Kutipan Bacaan:

----------------

Kadri juga merasakan nasib yang sama. Ia mengaku selama pandemi juga tidak mendapatkan bansos. “Mulai yang dari beras , lah, Rp 300 ribu, Rp 600 ribu, sampai yang katanya ini juga 1,2 juta ga dapat sama sekali,” katanya.
Mereka mengatakan pengelola kawasan jajanan itu atau RW Kebon Kacang juga tidak pernah memberi tahu akan adanya bantuan ini. Bahkan, tidak tanya soal data-mendata untuk menerima bansos PKL dan warteg.
Hal tersebut juga dirasakan oleh karyawan warteg Warmo Tebet Agung Riyadi. Ia menyatakan dirinya tahu akan bansos untuk PKL dan warteg. Namun, sampai sekarang juga belum terealisasikan.

----------------

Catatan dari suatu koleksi
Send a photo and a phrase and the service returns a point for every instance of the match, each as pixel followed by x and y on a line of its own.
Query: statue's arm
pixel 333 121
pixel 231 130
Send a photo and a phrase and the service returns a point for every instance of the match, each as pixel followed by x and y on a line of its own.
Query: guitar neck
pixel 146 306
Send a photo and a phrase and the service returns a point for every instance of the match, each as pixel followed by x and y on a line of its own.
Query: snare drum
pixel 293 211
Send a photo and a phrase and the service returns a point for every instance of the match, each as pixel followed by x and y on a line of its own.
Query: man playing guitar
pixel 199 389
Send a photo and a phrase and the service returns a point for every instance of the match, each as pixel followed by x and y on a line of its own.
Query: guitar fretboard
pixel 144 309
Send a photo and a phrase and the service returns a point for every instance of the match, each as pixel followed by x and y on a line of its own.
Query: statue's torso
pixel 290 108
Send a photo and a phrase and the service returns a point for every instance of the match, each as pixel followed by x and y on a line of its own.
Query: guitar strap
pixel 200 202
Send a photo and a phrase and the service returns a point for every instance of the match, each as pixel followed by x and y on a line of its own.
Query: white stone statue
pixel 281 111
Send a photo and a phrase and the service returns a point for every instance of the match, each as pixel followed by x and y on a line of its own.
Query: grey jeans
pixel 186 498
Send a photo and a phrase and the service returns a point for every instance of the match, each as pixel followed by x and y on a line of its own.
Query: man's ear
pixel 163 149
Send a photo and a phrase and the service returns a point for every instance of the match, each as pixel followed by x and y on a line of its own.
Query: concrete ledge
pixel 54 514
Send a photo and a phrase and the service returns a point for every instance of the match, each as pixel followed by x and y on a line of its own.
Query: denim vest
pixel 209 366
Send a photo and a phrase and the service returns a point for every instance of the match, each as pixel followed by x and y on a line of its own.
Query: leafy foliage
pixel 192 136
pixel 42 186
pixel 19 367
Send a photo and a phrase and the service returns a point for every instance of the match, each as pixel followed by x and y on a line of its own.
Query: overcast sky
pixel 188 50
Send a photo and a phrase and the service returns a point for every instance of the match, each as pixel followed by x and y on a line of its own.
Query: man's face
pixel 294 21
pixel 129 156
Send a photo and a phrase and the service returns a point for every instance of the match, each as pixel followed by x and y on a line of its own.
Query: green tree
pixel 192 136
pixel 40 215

----------------

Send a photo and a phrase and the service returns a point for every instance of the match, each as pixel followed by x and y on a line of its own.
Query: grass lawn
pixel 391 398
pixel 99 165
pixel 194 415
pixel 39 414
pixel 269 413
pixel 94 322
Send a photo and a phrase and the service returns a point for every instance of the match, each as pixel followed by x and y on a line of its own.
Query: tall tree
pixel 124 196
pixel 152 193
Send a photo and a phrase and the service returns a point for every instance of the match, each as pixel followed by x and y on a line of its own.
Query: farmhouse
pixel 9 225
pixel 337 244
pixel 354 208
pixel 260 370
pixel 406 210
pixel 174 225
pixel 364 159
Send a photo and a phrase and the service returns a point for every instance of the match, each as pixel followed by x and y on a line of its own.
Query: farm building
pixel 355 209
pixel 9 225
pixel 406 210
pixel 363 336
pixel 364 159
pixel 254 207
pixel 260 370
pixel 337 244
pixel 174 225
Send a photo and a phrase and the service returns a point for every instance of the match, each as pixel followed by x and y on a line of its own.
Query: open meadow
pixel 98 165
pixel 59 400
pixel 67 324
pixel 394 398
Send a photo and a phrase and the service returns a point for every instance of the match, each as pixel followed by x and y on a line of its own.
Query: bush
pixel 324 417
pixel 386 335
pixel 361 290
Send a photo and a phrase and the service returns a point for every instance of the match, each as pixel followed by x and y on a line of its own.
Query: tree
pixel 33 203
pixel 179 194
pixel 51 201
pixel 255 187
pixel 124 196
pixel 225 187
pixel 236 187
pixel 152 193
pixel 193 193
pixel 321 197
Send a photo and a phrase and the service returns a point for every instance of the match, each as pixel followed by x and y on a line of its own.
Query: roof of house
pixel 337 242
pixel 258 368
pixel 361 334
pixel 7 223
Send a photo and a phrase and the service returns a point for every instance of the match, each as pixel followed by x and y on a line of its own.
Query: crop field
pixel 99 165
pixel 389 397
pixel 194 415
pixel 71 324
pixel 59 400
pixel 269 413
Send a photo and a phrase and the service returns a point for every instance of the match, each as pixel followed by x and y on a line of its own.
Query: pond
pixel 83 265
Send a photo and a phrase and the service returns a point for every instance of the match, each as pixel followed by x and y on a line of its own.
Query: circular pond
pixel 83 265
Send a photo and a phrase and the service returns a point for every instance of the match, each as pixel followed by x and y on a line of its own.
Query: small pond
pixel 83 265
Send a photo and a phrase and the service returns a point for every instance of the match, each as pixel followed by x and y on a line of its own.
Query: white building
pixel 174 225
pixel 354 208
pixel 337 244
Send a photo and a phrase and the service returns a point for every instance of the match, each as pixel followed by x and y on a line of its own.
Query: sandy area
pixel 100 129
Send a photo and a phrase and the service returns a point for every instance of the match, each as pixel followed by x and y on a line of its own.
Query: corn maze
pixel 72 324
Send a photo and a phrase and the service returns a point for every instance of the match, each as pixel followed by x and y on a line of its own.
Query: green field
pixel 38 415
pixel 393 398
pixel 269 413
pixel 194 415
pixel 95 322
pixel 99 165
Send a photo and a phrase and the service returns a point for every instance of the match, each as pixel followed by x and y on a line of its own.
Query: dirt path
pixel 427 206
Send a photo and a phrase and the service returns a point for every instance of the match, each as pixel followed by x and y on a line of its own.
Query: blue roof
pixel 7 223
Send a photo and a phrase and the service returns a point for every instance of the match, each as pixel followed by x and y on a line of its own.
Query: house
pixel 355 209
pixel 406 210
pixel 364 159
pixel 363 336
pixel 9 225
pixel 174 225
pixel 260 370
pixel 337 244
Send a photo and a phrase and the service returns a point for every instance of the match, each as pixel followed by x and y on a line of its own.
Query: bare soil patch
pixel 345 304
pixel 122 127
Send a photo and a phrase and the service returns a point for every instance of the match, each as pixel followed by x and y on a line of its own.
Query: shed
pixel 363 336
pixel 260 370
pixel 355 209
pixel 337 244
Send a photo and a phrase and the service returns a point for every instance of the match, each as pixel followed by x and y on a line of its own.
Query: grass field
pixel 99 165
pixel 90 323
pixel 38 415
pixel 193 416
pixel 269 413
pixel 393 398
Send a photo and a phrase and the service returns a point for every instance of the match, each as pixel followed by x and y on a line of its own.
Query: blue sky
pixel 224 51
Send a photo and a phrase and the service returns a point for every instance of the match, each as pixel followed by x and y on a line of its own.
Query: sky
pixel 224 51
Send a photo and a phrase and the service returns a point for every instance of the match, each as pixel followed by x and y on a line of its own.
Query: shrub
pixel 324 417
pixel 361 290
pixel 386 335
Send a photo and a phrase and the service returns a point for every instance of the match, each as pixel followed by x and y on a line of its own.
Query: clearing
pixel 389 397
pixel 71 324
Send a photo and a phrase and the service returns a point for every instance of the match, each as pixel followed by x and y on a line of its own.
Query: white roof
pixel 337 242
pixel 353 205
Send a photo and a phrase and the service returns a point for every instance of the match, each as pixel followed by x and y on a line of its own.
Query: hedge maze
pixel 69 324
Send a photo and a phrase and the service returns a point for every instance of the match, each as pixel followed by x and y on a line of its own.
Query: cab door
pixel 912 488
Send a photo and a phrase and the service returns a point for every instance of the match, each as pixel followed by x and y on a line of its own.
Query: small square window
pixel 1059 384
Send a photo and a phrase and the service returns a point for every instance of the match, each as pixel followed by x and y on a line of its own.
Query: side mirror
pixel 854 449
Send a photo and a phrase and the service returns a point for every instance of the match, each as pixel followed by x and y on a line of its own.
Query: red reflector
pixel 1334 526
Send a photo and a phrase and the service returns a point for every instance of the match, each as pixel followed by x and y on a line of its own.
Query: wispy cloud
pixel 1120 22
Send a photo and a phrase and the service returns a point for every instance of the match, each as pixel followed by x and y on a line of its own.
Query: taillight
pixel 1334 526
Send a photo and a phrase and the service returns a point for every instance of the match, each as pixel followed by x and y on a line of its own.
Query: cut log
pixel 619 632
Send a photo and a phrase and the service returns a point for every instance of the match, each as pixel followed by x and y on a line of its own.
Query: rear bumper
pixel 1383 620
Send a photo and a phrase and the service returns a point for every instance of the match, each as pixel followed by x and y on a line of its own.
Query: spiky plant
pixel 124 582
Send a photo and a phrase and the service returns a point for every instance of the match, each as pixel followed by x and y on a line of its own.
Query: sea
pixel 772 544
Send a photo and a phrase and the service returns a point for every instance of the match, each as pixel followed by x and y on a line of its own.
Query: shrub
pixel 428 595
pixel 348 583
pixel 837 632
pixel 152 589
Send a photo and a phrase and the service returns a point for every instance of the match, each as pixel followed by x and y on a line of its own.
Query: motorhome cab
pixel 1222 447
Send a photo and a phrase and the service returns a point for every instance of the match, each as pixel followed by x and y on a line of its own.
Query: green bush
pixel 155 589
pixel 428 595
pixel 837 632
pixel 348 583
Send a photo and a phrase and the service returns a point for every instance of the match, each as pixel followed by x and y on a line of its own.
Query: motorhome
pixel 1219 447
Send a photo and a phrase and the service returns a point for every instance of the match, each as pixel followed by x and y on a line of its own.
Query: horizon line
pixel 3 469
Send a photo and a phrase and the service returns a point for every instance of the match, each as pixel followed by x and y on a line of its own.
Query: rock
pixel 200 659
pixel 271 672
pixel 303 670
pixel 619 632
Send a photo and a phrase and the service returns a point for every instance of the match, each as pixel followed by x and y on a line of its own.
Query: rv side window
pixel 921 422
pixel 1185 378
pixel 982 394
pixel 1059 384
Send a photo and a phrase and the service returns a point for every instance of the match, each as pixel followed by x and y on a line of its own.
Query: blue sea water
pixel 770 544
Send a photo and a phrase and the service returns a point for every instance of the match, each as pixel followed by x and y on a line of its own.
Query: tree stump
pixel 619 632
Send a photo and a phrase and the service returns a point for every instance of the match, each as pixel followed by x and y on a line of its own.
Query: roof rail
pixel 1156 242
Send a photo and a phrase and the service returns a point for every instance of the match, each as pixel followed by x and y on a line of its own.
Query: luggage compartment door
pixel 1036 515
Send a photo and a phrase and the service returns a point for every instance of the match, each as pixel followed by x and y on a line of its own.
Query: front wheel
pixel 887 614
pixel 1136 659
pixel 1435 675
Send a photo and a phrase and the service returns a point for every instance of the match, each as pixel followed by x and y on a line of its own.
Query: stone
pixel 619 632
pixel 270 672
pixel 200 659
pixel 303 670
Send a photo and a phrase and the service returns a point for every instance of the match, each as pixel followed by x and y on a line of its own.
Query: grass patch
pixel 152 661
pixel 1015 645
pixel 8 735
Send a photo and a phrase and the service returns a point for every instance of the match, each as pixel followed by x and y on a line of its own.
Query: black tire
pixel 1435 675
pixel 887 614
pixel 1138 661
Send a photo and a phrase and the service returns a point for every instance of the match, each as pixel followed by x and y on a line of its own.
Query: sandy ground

----------------

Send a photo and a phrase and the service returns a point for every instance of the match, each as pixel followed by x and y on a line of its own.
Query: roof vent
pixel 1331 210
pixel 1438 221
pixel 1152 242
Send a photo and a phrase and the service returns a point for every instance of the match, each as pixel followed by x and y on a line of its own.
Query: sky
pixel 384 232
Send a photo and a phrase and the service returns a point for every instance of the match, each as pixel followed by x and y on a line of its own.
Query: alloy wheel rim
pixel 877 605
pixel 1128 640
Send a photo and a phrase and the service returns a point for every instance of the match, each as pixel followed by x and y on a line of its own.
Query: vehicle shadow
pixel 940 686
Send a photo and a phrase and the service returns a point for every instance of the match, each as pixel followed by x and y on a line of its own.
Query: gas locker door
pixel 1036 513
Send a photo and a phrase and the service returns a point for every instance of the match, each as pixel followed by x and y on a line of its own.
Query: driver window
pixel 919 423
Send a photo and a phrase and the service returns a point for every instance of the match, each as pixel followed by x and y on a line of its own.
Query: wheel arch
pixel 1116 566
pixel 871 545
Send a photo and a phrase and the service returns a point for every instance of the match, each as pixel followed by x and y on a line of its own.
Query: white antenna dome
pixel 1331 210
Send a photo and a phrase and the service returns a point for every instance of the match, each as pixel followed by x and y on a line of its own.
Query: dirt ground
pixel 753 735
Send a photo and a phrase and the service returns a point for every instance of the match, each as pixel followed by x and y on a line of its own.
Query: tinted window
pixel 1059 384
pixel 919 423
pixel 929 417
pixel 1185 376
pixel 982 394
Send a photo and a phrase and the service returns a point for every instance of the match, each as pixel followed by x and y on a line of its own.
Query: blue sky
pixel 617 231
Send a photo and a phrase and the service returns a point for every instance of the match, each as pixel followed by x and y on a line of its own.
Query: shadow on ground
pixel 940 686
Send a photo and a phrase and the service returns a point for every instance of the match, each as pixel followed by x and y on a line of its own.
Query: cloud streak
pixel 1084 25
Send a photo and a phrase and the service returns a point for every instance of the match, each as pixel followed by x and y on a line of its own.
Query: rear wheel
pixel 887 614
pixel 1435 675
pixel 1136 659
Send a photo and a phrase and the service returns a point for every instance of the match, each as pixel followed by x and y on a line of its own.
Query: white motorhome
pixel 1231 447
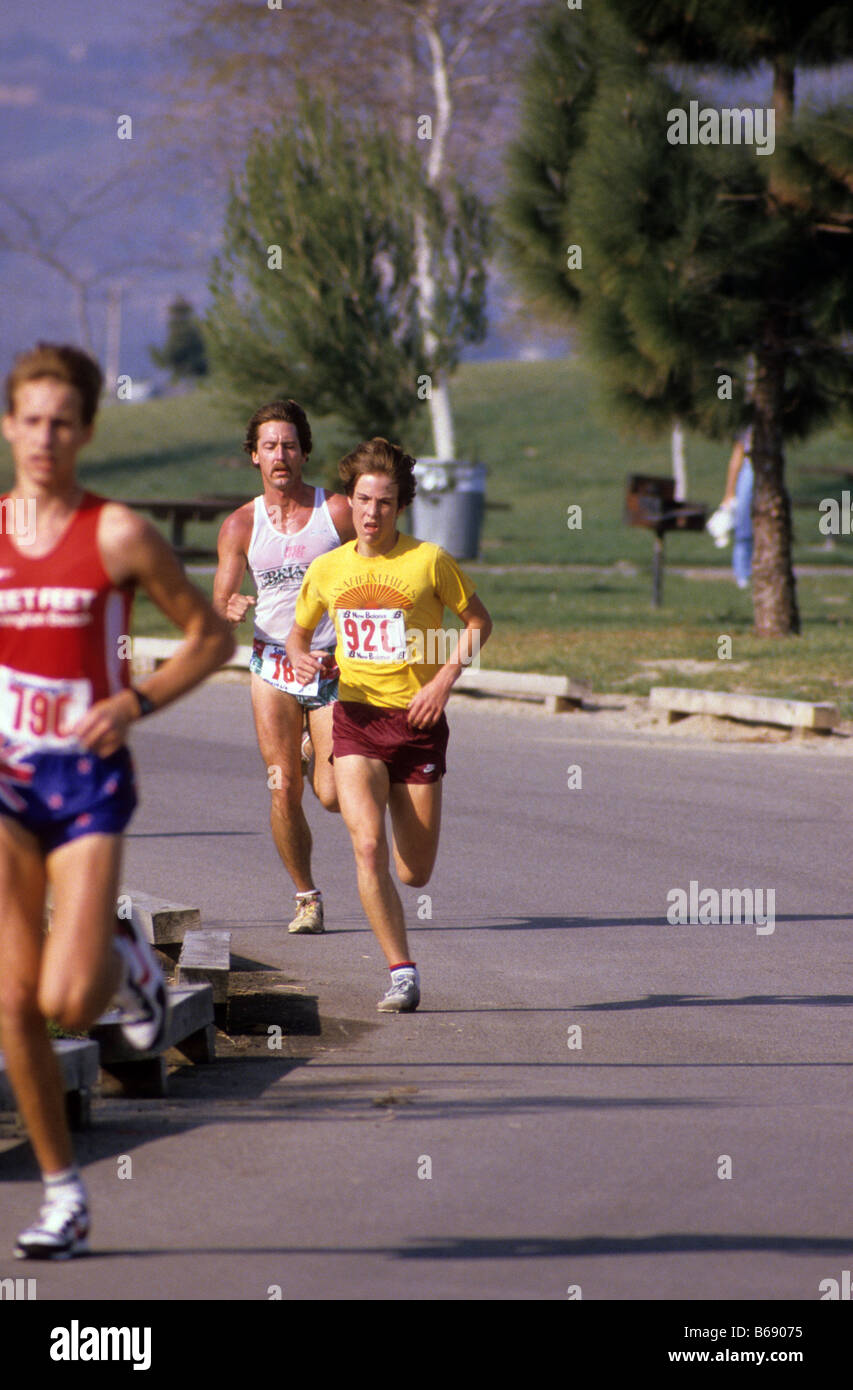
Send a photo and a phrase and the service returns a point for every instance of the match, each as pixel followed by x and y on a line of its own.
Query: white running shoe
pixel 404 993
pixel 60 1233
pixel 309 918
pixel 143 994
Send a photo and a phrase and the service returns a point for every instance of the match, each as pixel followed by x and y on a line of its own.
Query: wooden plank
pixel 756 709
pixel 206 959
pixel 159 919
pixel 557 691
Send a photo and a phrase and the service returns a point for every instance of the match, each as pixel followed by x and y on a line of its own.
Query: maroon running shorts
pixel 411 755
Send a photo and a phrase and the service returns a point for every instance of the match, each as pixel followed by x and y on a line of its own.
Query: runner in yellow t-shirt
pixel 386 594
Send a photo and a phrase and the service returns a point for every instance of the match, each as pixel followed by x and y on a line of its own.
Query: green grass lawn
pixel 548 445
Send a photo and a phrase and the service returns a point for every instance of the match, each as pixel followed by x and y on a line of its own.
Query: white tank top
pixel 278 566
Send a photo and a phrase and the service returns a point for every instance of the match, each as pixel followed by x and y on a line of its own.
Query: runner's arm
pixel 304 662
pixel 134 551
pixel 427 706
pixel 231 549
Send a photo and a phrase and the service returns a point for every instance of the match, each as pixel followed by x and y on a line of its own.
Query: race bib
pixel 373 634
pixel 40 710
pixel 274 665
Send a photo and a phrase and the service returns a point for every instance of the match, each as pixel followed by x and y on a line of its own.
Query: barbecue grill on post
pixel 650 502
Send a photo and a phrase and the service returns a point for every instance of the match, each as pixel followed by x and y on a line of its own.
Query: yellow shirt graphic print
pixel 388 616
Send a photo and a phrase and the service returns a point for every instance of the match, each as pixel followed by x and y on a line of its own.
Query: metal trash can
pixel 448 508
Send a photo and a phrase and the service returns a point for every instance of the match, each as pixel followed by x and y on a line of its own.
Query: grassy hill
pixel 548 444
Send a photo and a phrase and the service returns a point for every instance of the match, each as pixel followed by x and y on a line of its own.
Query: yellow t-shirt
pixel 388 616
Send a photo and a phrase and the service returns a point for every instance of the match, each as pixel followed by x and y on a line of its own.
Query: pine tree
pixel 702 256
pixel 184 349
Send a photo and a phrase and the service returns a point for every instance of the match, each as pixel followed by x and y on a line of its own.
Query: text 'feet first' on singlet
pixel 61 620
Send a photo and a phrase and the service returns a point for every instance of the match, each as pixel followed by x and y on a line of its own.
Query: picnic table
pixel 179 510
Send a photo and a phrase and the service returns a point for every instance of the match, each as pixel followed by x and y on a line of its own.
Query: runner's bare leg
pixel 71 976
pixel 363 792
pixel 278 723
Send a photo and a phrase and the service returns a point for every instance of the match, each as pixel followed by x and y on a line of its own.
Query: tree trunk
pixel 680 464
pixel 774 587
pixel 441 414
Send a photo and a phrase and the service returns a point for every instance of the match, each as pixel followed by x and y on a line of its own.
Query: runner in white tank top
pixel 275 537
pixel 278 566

----------------

Tugas Latihan:
- a) Tulis ulang secara lebih ringkas paragraf dalam teks tentang bansos yang diawali dengan "Hal tersebut juga dirasakan" tanpa menghilangkan fakta utamanya.
- b) Berdasarkan teks tentang bansos, mengapa Kadri disebut merasakan nasib yang sama? Jawab dalam satu hingga tiga kalimat.
- c) Kutiplah bagian teks tentang bansos yang dimulai dari "Hal tersebut juga" dan berakhir pada "juga belum terealisasikan.".

Kunci Jawaban:
- a) Agung Riyadi, karyawan warteg Warmo Tebet, juga mengalami hal serupa. Ia mengetahui adanya bansos untuk PKL dan warteg, tetapi hingga kini bantuan itu belum terealisasi.

- b) Kadri mengaku tidak mendapatkan bansos selama pandemi. Ia tidak menerima bantuan apa pun, mulai dari beras, Rp 300 ribu, dan Rp 600 ribu hingga bantuan 1,2 juta.

- c)
Hal tersebut juga dirasakan oleh karyawan warteg Warmo Tebet Agung Riyadi. Ia menyatakan dirinya tahu akan bansos untuk PKL dan warteg. Namun, sampai sekarang juga belum terealisasikan.